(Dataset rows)
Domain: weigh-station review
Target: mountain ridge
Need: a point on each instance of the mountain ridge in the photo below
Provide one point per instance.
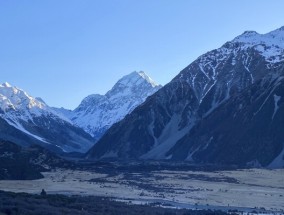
(199, 89)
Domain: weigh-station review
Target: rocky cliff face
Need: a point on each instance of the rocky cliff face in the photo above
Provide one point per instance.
(153, 130)
(97, 113)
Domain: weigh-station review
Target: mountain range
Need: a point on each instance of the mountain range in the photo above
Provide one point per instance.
(225, 107)
(97, 113)
(26, 120)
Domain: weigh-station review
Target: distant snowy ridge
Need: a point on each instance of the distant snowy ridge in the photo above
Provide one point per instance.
(97, 113)
(164, 126)
(37, 120)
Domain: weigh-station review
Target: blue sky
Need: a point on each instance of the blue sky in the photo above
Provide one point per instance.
(64, 50)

#### [Exercise goal]
Copy out all the data without changing anything, and drop the pictures.

#### [Finished task]
Domain: weigh-station review
Target: mountain ridge
Need: a point on each instance of the mountain ridge in the photo below
Provide one point per instance.
(199, 89)
Domain: weigh-station review
Target: rocky cliff face
Need: a point on each instance of the rocky cliff face in the photo above
Provide one point per instance.
(153, 130)
(97, 113)
Domain: weigh-station review
Target: mountain range
Need: a point on each instance of the mountain range in the photo above
Provide one point per instance.
(225, 107)
(97, 113)
(26, 120)
Domain: weigh-station review
Target: distant snowy ridge
Need: a point on each instance of the distant snowy ridge in the photo above
Provide one point per instance.
(97, 113)
(164, 126)
(37, 120)
Domain: weigh-station review
Target: blue sky
Need: a point on each instance of the blue sky in the photo above
Provide one point per instance.
(64, 50)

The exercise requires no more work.